• **EXERCISE AIM**: The records below must be transcribed exactly, with each picture left out.

• **Natural language region descriptions**:
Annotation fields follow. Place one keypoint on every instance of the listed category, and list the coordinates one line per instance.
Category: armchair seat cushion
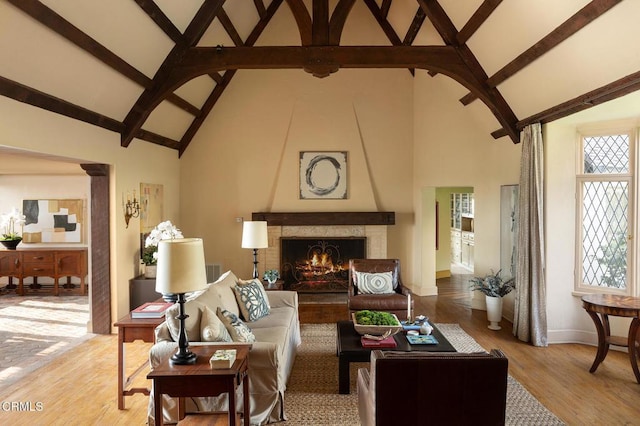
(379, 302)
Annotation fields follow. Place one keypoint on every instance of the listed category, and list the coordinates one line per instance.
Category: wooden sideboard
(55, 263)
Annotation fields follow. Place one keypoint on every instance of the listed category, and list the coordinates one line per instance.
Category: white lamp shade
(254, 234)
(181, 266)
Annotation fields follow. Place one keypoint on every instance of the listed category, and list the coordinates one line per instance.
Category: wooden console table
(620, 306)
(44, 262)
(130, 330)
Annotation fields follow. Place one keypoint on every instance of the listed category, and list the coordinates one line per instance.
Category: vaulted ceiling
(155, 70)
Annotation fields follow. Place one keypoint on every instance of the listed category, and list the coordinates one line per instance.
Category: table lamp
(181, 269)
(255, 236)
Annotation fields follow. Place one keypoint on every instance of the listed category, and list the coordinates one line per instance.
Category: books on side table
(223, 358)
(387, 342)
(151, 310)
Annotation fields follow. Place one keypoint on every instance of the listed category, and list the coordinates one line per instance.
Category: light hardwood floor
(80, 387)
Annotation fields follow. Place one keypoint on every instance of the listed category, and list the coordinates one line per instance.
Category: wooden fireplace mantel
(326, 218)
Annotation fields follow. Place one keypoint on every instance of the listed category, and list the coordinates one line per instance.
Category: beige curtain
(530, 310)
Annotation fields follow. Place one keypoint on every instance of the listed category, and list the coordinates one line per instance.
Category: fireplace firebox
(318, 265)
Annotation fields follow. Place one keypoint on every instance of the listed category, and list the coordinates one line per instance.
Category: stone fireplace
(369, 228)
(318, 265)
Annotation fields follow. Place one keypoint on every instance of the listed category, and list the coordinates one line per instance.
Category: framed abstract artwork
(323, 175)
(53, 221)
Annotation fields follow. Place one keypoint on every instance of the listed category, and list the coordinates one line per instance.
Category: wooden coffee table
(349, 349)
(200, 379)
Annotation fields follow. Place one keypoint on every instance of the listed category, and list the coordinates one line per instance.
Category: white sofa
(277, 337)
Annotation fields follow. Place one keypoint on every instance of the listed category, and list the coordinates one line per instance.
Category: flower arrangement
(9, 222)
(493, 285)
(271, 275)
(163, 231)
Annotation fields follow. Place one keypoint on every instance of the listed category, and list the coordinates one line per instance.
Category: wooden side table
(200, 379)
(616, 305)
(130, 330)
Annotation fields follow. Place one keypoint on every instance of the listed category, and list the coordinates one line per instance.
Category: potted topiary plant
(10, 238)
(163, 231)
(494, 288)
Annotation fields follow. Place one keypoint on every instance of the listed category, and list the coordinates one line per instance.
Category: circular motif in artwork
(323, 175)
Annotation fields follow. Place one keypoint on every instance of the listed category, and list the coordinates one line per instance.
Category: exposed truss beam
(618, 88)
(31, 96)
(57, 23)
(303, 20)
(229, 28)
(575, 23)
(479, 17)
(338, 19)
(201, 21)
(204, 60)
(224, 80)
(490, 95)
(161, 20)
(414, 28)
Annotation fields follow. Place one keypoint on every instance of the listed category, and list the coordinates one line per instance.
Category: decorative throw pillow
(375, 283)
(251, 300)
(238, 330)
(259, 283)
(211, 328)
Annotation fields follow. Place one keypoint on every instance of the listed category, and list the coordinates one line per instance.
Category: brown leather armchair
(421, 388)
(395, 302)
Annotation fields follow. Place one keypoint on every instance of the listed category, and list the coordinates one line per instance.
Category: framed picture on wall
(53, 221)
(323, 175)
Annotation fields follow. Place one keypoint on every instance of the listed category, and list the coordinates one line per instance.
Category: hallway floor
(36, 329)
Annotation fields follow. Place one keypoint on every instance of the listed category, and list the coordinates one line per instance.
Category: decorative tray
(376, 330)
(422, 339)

• **SOLUTION**:
Annotation fields follow. Place one keypoint on every instance of the listed category, and list the coordinates one line per instance.
Category: armchair seat cushion
(379, 302)
Annotation fields follow. Place one keypoint on every instance of the listed category, and list the coordinates one line per instance.
Category: wooden sideboard
(55, 263)
Annotation fields follow. Place one keypoint on every instance of the listed category, and list the coordinates one line per instance.
Category: white lamp shade
(254, 234)
(181, 266)
Annotation fields follow. Place one keypoint on every instance of the listed category, and list the coordinates one line per instance.
Category: wooden console table
(620, 306)
(44, 262)
(130, 330)
Annotation fields follow. Place one keypoint on every instance of the listed category, and list the coordinates one line per instance.
Category: vaulted ceiling
(155, 70)
Annotation fields follow. Place one keypoint on every instance of the listed category, and list the coordinates one line per instance.
Category: table lamp
(181, 269)
(255, 236)
Annotation fields follow. Place one keypoint on every instance of the listed category, and list the coordinates one line per instance.
Category: books on side table
(223, 358)
(387, 342)
(151, 310)
Annotation fields follow. Place one keypoint on every instance of the listed category, and list the coordinates one line per instance.
Category: light hardwood floor
(80, 387)
Annotation fields follow. Place one keypoint on every instance of the listed category, and list the coordinates one line per instance.
Category: wooden fireplace mantel
(326, 218)
Annotation fields follow. Place one keypoint on every instance of the listed category, and list the coordinates one line per instance.
Category: beige curtain
(530, 310)
Annotation fields follow. Place one keypoint on every instance of the listed category, and list the coordinates one line per instance.
Category: fireplace firebox
(318, 265)
Annotation fields follow. Place one keypoint on every instance of the listed category, and list the coordinates one line per instance.
Category: stone fireplace
(369, 228)
(318, 265)
Annotation fields follow. Place one keypoint on every instance of the listed category, and list the coordinates one line per instance.
Category: framed abstract artwork
(323, 175)
(53, 221)
Annotation fields follow. Place one keypoint on every instance of the listed category, and list the coordinates one line per instance.
Category: wooden coffee table
(349, 349)
(200, 379)
Annotation fields follow. Place one keypoint on every instance of the listed category, and list the coordinates one line per instance.
Category: white sofa
(277, 337)
Annotation fields follow. Place one keypoint on every instance of the listed category, and list the coordinates one line per instance.
Category: flower arrangement
(9, 222)
(493, 285)
(271, 275)
(163, 231)
Annotation fields follow. Place one keypoint on every instance of the listed category, and list the coordinates one line per instance.
Category: wooden side table
(200, 379)
(616, 305)
(130, 330)
Annotation fields follow. Place one keypoint on every instance of the listed category, and list the coordinates one line per instance.
Category: potted topiary plant
(10, 238)
(163, 231)
(494, 288)
Annotation fields follow. Place one keypoint on every instance of the listed category, and list the coordinates one line per instance.
Category: circular motif in artwork
(323, 175)
Annotation fields follow. Place one keypoint on every instance of the listed category, and list the coordinates one line per instance.
Category: exposed truss beam
(618, 88)
(31, 96)
(57, 23)
(303, 20)
(229, 28)
(575, 23)
(479, 17)
(338, 19)
(201, 21)
(204, 60)
(224, 80)
(490, 95)
(161, 20)
(414, 28)
Annotation fields follow. Place one keypoint on every instance of the listed category, and list the coordinates one line per instance.
Category: decorative throw pillow
(375, 283)
(251, 300)
(238, 330)
(259, 283)
(211, 328)
Annotation fields follow. Place one keypoint on every instance of the listed category, and list the coordinates one line per instance.
Category: brown leather armchair
(421, 388)
(395, 302)
Annotation fields follow. Place one keypoint on every instance of the listed category, and list the coordinates one line per instance.
Category: framed picture on wall
(53, 221)
(323, 175)
Annotation fields follow. Place one keypoint on every instance of the listed category, and list the coordinates one line per instance.
Category: hallway floor
(36, 329)
Annotation fields follow. Place one keypoint on every instance of the listed category, and list the coordinates one line per instance.
Category: decorative tray
(376, 330)
(422, 339)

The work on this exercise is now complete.